*WHAT IS EXPECTED:* Drop the pictures, then repeat every record exactly as it stands.

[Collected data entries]
■ ■ ■

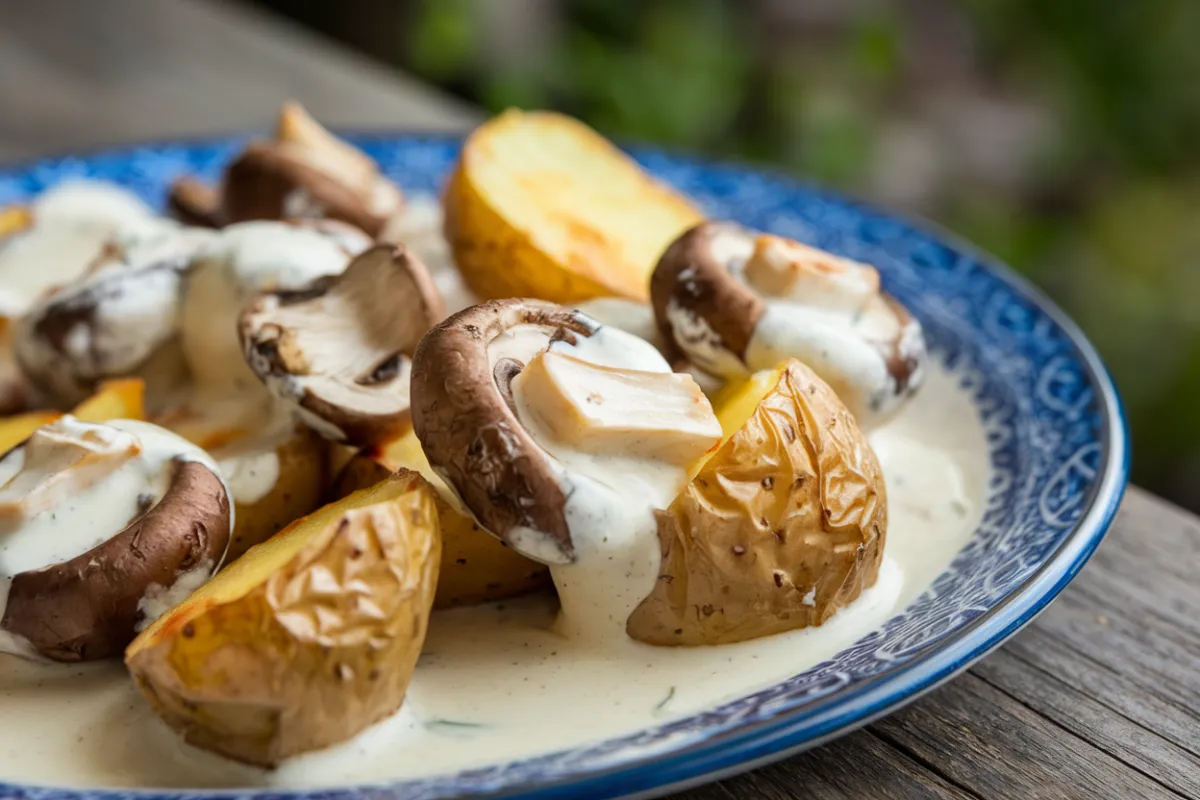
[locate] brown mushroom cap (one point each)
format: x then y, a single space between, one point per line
714 292
303 172
471 433
341 348
88 607
691 274
112 323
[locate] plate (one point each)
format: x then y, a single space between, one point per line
1057 449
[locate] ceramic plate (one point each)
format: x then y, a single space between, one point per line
1057 451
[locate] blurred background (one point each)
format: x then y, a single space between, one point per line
1063 137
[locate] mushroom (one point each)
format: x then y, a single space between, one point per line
340 349
60 235
735 302
593 396
304 172
102 528
119 320
239 263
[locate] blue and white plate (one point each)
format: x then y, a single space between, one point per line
1059 463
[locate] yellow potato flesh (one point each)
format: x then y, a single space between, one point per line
544 206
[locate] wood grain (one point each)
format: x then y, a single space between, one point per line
1098 698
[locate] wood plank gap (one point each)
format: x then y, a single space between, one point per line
913 756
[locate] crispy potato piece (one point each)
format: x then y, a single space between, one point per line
114 400
15 429
475 566
540 205
779 529
307 639
301 480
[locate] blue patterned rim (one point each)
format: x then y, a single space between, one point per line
1056 434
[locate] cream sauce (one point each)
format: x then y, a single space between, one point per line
94 510
72 223
498 683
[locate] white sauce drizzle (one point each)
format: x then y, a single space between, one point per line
497 683
95 512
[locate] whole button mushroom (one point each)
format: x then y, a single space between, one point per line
340 349
736 302
120 320
102 529
304 172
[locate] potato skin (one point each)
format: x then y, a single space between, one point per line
283 668
477 567
781 527
87 608
300 489
499 239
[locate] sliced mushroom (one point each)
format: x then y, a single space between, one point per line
121 320
492 444
101 528
241 262
61 235
733 301
304 172
340 349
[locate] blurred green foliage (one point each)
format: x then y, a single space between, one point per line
1086 118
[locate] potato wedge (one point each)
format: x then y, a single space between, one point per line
475 566
540 205
780 528
274 482
15 429
115 400
309 638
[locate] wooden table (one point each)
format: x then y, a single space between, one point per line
1098 698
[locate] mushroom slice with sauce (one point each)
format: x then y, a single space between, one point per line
102 528
736 302
340 349
485 390
305 172
120 320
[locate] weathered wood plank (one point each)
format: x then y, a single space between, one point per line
79 74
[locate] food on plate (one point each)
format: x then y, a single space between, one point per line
240 262
339 350
102 527
466 420
735 302
115 400
274 479
119 320
780 528
475 566
304 172
561 437
58 236
307 638
540 205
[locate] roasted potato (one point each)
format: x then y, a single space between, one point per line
780 528
309 638
543 206
115 400
276 476
263 506
475 566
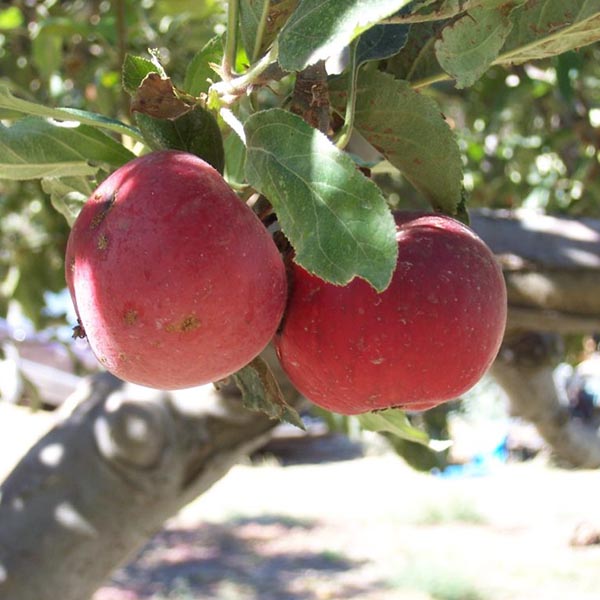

■ ■ ■

*RESPONSE TO THIS EXERCISE:*
[locate] brown mushroom cap (one point each)
format: x then y, a single space between, one point per line
714 292
303 172
471 433
341 348
88 607
691 274
112 323
[locate] plate (one point each)
format: x then y, a single space between, one point per line
1057 449
[locate] ceramic plate (one point each)
format: x then y, a single space between, one point per line
1057 451
[locate] blurred background (one point each)
format: x then y, a single space between, one point per line
1063 137
[locate] mushroom (one point each)
format: x then y, a single space between, one point per line
340 349
60 235
735 302
593 396
304 172
102 528
119 320
239 263
[locate] blue and white plate (one point each)
format: x then y, a single space between, one point per line
1059 463
[locate] yellow potato flesh (one point each)
format: x then y, a single space between, one point per line
544 206
[locate] wood grain (one point each)
format: x then y, a single space between, one point per line
1098 698
[locate] wood plank gap (one point each)
format: x then y, a single space between, one point per line
913 756
[locate] crispy potato piece (one point each)
format: x then y, a single space between, one point per line
114 400
15 429
475 566
540 205
779 529
307 639
301 480
[locate] blue patterned rim (one point each)
format: x then y, a single space between, one point per line
1056 434
[locate] cream sauce (one point each)
format: x then y, a single space between, one point per line
94 510
72 223
498 683
[locate] white sauce drizzle (one point each)
format: x then y, a single space between, one point per line
497 683
95 512
[locate] whole button mushroom (one point each)
format: x then y, a single space between, one point per line
340 349
736 302
120 320
102 529
304 172
[locate] potato skin (one point each)
format: x then y, a single space between, one point per line
283 668
477 567
781 527
87 608
300 489
499 239
[locate] sliced mushroom (one point each)
format: x then y, a single space between, one point per line
121 320
492 444
101 528
241 262
61 235
733 301
304 172
340 349
[locate] blurred green foliage (one point each)
format: x then y, a single space between, one point per line
1086 118
[locate] potato wedge (one point each)
format: x then y, a single space between, one point per line
475 566
540 205
780 528
274 482
15 429
115 400
309 638
[locate] wooden table (one point each)
format: x then y, a single space between, one point per line
1098 698
[locate] mushroom slice with sauce (one point each)
format: x then y, a single space between, one point per line
102 528
736 302
340 349
485 390
305 172
120 320
[locate] weathered wood plank (one point each)
format: x then y, a single space between, one point per line
79 74
[locate] food on plate (one point each)
format: x then y, a single space between, one point per line
240 262
339 350
102 527
466 420
735 302
115 400
274 479
119 320
780 528
475 566
304 172
561 437
58 236
307 638
540 205
[locate] roasted potato (one point each)
format: x then y, a single space between, one point per line
780 528
309 638
543 206
115 400
276 476
263 506
475 566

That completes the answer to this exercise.